> _Texte présenté_:
----------------

Le récit de Caroline Dawson porté au théâtre suscitait beaucoup d’attentes. L’histoire de cette jeune Chilienne, poussée, elle et sa famille, vers l’exil sous le régime Pinochet, avait connu un succès instantané à sa sortie en 2020. Elle y décrit le parcours du combattant qui doit rompre avec le passé pour s’intégrer dans un pays nordique où les obstacles sont quotidiens. L’adaptation pour la scène de Michel Nadeau, actuel directeur artistique de la Bordée, transpose le roman en une fidèle ligne narrative s’appuyant sur des moments charnières où se concentre l’essentiel. Au détriment de quelques gifles (séjour à Cuba, par exemple) qui sont autant de révélateurs de son identité en construction.
La mise en scène de Guillaume Pepin (Le Projet HLA, 2020) repose sur six comédiennes et un comédien issu·es de l’immigration. Ce choix judicieux permet de distribuer le texte autobiographique dans toutes les bouches. Un peu confondant au départ, ce subterfuge suggère un transfert du cheminement personnel de Dawson à chaque immigrant·e : l’arrachement au pays d’origine, la perte des repères, l’acquisition d’une nouvelle langue, le mimétisme social, les vexations quotidiennes, l’humiliation pour un accroc phonétique, pour un lunch aux couleurs douteuses, les sacrifices des parents qui doivent vivre de petits boulots et se soumettre à des patrons et patronnes souvent racistes et arrogants. Le récit de Dawson rend compte d’un processus douloureux qui va du rejet d’une culture à l’appropriation d’une nouvelle. Il y a ici un phénomène d’aliénation qu’on ne peut transcender que par une intégration socioculturelle et économique totale. Au passage, la conscience de classe et le désaveu du passé chilien poussent la jeune fille à la condescendance envers sa mère, pourtant éducatrice de la petite enfance dans son pays.

----------------

> _Données fournies_:

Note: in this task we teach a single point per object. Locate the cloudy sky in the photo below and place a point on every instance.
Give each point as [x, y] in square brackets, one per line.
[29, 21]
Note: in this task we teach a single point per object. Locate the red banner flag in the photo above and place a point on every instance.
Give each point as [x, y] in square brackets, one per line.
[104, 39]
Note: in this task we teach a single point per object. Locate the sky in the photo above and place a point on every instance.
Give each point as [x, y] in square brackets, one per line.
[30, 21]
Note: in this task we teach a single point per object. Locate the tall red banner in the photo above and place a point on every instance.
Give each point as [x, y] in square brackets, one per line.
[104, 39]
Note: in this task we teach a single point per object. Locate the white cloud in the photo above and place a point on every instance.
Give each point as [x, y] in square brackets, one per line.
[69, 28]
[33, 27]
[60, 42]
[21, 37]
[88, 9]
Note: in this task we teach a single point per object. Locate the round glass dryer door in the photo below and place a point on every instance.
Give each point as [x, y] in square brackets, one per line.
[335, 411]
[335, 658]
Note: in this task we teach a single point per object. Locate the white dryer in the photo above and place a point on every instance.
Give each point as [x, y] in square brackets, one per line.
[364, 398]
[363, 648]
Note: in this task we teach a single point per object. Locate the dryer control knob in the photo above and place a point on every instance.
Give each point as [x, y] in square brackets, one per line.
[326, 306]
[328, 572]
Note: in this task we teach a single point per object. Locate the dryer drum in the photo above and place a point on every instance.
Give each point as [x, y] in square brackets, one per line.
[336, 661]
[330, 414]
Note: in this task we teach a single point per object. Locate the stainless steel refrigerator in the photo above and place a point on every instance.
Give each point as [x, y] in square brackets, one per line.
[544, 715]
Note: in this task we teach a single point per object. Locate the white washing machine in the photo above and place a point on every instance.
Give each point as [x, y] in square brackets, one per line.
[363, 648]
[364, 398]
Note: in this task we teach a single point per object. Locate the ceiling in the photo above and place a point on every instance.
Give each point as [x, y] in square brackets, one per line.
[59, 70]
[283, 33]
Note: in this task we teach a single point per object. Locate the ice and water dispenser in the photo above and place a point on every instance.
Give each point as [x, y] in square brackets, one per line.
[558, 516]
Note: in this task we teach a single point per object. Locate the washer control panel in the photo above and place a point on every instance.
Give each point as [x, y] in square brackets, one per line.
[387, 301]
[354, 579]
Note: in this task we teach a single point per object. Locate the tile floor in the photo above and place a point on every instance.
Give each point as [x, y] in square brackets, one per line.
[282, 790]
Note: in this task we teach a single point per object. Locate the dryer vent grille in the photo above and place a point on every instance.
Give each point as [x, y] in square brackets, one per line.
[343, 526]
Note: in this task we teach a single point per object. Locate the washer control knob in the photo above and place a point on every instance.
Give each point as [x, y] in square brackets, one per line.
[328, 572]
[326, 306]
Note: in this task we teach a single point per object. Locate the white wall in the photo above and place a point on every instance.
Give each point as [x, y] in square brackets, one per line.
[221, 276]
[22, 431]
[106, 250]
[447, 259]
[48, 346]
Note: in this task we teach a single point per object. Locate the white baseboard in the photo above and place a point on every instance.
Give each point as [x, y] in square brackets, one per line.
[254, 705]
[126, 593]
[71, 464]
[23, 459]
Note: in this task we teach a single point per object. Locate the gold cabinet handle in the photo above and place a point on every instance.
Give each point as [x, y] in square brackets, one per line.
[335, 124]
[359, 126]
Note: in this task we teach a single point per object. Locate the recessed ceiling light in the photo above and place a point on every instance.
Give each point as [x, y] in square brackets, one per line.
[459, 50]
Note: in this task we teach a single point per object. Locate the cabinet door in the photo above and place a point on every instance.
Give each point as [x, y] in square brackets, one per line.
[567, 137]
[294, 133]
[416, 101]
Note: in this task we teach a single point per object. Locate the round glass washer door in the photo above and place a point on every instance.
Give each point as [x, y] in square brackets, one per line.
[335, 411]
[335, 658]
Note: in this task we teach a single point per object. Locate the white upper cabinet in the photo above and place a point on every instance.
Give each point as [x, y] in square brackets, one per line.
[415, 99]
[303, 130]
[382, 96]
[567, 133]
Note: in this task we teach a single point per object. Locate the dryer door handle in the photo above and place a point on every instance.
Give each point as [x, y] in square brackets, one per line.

----------------

> _Énoncé A_:
Répondez à ces questions d'après le texte :
(i) En quelle année le récit de Caroline Dawson est-il sorti ?
(ii) Qui a adapté le roman pour la scène ?
(iii) Combien de comédiennes compte la distribution ?
> _Énoncé B_: Recopiez, s'il vous plaît, le passage du texte allant de « Le récit de Caroline » jusqu'à « identité en construction. » inclus.
Les lignes constituent un matériau à part, indépendant du texte.

> _Réponse complète A_:
(i) En 2020.
(ii) Michel Nadeau.
(iii) Six.

> _Réponse complète B_:
Le récit de Caroline Dawson porté au théâtre suscitait beaucoup d’attentes. L’histoire de cette jeune Chilienne, poussée, elle et sa famille, vers l’exil sous le régime Pinochet, avait connu un succès instantané à sa sortie en 2020. Elle y décrit le parcours du combattant qui doit rompre avec le passé pour s’intégrer dans un pays nordique où les obstacles sont quotidiens. L’adaptation pour la scène de Michel Nadeau, actuel directeur artistique de la Bordée, transpose le roman en une fidèle ligne narrative s’appuyant sur des moments charnières où se concentre l’essentiel. Au détriment de quelques gifles (séjour à Cuba, par exemple) qui sont autant de révélateurs de son identité en construction.